-- Supplied data start --

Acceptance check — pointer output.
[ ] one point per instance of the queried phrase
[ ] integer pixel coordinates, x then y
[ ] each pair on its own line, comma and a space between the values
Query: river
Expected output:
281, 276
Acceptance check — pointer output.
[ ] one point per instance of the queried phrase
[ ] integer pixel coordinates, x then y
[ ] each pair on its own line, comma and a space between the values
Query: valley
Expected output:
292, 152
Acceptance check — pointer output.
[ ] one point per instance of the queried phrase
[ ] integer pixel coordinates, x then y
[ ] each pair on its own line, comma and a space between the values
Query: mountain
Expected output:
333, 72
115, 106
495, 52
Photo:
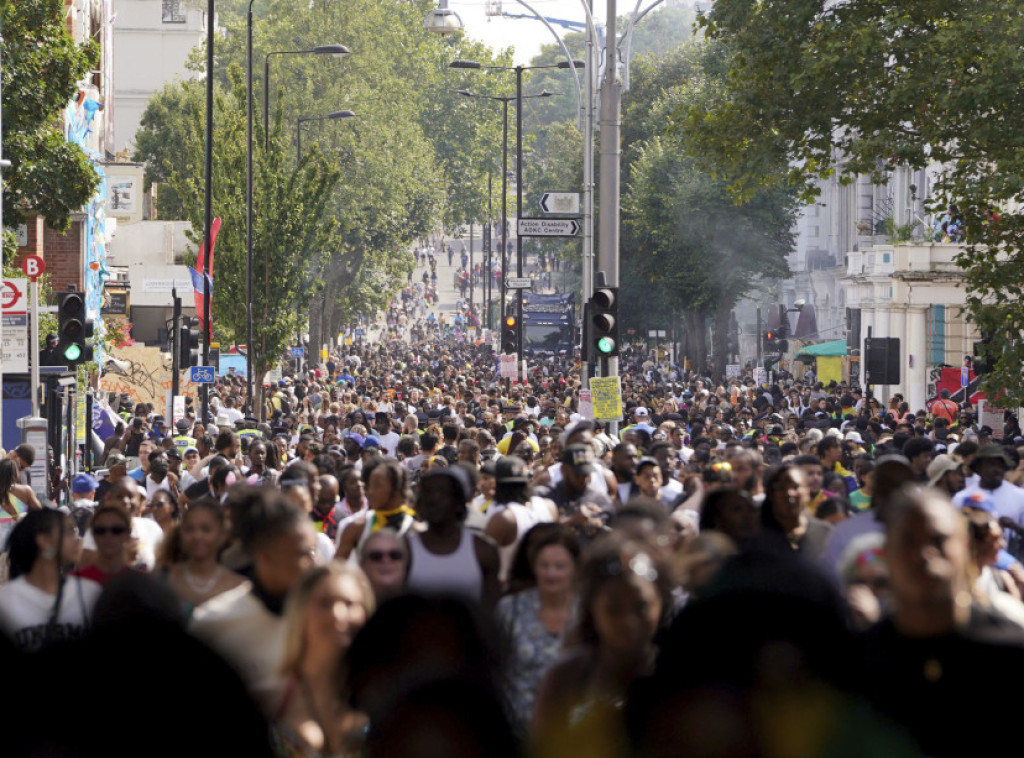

-- Supplied data end --

*What to do*
Reproduce the listing above word for word, leaving out the picture.

*Solution to this task*
Acceptance check — pointer output.
[ ] one point per instance of the queried phrase
[ ] integer pixel coordinates, x then y
[ ] each pair on its own line, comma and a space between the values
Query: river
Expected output:
281, 276
Acceptance check — pointer output.
[ ] one point per instance of the queried phrase
[ ] integer pixel coordinates, x then y
[ ] each pair on its own line, comma and a space between the values
Query: valley
Expected output:
292, 152
Acceptance check — pointer output.
[ ] one point per instance of the queried phrase
[ ] integer pixel coordinates, x then y
[ ] each pair on its own line, comma and a space between the values
Query: mountain
Expected output:
333, 72
115, 106
495, 52
Photo:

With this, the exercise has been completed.